## WORK TO COMPLETE
Using the entries that follow, collect the lines where the word "green" appears.

## TASK INPUTS

'''

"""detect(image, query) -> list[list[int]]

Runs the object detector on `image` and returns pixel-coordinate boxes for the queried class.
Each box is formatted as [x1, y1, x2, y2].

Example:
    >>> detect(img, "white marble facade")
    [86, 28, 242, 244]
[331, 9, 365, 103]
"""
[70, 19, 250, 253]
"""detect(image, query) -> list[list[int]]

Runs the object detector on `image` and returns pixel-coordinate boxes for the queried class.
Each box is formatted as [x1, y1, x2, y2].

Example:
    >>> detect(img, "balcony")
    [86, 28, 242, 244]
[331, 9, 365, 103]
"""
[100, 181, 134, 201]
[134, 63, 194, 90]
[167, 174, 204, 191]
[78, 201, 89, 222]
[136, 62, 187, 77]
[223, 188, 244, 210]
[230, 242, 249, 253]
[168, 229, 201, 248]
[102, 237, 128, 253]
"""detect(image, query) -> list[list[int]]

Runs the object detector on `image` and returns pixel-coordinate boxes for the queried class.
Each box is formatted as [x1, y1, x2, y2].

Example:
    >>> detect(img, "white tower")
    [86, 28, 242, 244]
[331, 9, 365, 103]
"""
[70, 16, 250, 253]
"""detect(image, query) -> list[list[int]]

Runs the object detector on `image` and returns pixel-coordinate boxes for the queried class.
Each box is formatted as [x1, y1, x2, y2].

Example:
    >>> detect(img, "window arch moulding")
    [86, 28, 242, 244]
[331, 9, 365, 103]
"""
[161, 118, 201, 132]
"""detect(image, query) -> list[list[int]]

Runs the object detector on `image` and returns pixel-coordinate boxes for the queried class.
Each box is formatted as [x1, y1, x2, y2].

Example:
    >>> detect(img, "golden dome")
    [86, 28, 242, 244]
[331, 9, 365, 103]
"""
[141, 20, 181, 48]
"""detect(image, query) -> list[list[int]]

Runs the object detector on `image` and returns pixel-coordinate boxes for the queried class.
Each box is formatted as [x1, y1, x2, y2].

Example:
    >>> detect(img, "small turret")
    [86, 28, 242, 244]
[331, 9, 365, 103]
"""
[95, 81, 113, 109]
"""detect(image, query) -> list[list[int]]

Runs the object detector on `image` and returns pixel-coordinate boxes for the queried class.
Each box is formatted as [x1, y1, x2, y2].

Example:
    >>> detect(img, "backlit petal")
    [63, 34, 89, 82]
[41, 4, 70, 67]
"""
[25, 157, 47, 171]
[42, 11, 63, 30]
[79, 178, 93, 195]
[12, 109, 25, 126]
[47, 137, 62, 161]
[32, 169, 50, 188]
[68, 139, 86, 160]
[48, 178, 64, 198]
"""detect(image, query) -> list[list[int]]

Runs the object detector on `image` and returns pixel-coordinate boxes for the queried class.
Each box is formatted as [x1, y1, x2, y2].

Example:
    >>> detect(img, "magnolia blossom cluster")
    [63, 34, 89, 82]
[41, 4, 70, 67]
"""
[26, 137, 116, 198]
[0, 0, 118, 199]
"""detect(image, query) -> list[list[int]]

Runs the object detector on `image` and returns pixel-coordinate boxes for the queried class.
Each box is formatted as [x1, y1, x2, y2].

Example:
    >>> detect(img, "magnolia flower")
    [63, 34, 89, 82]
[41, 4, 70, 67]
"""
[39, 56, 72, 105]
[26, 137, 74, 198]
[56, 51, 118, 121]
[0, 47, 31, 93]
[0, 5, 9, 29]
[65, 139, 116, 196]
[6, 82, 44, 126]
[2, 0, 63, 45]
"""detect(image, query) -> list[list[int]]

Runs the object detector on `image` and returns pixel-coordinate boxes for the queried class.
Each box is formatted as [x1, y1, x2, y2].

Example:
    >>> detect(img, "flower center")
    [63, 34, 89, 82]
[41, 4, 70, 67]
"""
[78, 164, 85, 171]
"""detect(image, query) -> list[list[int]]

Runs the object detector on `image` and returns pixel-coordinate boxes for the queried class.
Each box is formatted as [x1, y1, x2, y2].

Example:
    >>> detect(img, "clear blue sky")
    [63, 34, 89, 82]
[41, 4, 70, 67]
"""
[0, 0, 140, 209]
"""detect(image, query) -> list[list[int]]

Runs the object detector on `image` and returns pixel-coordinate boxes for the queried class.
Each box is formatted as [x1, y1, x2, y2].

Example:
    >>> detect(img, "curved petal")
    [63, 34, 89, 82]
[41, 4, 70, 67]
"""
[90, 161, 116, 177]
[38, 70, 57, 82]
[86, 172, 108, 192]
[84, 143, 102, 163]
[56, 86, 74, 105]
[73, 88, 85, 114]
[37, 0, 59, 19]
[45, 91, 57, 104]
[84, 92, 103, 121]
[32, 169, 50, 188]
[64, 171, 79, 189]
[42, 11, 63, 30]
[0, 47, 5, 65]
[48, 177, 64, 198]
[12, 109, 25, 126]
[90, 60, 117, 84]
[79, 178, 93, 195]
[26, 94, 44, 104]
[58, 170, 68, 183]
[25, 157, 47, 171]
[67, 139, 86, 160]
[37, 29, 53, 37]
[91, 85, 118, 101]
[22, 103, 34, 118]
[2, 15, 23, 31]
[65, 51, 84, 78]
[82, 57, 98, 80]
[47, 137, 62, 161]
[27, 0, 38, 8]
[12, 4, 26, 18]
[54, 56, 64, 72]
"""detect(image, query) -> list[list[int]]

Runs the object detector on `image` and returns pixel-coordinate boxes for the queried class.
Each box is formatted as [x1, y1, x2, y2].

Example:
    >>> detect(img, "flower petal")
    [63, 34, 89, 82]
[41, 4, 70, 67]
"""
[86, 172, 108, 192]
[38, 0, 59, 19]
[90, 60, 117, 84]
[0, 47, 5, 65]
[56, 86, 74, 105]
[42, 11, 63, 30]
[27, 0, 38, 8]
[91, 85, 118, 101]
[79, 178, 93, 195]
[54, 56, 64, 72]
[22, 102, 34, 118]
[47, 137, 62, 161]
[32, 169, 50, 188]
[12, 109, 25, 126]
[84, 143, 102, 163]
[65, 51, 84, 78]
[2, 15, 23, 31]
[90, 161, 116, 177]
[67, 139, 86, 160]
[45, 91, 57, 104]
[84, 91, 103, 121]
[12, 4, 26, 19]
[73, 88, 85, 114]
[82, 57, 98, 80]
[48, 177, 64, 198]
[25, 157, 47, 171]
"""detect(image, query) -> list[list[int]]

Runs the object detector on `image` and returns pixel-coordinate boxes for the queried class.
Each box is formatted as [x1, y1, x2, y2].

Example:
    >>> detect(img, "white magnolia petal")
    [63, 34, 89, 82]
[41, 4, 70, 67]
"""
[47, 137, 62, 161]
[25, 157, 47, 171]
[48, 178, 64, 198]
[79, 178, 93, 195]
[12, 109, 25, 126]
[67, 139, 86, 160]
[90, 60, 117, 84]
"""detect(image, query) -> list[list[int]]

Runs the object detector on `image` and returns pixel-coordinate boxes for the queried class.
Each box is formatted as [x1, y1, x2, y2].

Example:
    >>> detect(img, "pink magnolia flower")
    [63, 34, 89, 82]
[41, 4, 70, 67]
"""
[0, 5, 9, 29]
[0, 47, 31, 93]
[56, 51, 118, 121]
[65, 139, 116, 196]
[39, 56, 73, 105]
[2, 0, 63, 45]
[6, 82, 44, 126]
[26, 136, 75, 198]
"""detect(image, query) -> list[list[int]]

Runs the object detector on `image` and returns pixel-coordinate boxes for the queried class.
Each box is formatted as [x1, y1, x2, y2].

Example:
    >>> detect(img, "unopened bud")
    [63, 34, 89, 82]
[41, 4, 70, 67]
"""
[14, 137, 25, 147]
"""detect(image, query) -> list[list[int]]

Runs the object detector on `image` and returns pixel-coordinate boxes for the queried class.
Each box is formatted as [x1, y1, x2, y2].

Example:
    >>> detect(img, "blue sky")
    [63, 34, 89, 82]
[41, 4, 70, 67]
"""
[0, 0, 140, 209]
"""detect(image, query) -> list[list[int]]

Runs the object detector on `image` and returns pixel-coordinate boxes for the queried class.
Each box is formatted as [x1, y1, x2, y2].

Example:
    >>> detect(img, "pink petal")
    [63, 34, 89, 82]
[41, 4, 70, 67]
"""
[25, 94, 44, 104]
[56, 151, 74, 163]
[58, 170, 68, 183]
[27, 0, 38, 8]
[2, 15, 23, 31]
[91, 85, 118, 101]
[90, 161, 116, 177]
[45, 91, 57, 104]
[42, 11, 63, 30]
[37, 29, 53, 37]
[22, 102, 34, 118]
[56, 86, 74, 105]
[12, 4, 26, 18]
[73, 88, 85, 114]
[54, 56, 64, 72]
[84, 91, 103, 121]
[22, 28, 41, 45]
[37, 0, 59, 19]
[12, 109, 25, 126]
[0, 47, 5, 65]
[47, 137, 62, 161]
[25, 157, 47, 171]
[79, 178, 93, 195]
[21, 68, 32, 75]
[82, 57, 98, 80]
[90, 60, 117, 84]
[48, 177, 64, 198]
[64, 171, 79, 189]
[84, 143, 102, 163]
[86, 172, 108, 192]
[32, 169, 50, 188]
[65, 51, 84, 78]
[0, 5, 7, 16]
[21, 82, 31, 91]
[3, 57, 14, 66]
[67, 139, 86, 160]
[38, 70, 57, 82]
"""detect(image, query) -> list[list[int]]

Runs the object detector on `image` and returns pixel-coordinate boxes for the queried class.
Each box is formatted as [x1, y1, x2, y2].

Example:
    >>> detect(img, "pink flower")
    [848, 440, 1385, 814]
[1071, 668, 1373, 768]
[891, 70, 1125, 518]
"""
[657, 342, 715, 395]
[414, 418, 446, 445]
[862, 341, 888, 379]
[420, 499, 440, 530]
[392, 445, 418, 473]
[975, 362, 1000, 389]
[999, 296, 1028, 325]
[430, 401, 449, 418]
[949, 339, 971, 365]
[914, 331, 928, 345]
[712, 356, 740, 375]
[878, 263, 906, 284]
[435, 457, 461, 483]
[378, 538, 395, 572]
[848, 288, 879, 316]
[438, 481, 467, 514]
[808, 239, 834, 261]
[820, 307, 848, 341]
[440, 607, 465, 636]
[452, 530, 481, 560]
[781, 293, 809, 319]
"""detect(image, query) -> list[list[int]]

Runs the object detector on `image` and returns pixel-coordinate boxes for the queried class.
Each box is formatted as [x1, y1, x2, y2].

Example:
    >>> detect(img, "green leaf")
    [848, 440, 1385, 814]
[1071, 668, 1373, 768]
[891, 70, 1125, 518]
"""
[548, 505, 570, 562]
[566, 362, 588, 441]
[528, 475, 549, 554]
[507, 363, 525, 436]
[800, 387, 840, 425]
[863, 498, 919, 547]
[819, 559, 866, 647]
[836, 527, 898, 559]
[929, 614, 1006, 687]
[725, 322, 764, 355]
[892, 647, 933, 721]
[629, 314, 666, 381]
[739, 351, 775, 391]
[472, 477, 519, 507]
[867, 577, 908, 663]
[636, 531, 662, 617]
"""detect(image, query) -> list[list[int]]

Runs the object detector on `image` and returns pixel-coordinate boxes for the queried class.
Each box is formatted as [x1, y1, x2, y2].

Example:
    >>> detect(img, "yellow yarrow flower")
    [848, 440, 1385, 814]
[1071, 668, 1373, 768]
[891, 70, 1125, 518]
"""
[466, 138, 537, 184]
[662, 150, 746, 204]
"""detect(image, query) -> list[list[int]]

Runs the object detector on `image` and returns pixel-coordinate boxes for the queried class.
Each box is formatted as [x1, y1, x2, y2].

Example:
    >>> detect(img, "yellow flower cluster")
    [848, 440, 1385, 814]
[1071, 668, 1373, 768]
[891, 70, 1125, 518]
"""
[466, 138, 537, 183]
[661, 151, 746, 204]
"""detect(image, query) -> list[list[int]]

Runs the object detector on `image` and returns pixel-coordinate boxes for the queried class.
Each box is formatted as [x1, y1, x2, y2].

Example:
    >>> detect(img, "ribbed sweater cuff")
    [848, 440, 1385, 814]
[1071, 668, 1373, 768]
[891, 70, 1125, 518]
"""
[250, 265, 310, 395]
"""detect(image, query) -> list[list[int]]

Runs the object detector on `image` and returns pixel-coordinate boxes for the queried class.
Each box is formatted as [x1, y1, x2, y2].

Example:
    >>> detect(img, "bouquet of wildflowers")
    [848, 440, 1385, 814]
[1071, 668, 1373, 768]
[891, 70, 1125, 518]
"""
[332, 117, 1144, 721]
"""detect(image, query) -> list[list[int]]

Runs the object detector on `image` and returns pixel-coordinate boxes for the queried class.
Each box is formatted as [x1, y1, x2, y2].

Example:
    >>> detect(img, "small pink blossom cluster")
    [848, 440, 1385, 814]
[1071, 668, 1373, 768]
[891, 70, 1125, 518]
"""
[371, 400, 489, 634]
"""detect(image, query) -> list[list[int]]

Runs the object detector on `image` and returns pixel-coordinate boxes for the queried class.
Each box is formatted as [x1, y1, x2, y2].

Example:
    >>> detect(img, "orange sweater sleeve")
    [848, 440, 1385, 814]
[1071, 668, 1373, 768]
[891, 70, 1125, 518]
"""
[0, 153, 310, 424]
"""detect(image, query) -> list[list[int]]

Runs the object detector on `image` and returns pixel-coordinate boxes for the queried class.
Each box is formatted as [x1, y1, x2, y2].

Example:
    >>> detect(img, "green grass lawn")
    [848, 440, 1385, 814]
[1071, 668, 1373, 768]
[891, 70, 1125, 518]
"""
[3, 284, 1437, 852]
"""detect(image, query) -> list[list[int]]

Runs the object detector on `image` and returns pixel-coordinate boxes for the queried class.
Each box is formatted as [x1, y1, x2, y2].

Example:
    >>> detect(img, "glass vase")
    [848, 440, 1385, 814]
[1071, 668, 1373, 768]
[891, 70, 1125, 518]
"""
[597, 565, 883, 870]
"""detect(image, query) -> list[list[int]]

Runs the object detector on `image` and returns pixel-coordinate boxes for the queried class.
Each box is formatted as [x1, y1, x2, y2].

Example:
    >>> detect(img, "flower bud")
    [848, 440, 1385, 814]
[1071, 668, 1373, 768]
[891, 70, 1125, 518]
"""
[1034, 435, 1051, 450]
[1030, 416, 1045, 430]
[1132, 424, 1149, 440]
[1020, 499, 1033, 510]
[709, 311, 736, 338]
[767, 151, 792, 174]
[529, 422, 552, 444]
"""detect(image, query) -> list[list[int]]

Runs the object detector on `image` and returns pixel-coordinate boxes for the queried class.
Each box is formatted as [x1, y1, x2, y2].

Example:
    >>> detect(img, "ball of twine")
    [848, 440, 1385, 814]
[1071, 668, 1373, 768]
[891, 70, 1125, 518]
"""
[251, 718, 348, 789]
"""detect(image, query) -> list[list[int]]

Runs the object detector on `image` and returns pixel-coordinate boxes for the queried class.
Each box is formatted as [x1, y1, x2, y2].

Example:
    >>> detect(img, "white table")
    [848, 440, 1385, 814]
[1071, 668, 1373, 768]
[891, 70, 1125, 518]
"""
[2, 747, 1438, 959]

'''

## EXERCISE RESPONSE
    >>> detect(img, "green leaf")
    >>> detect(img, "green grass lawn")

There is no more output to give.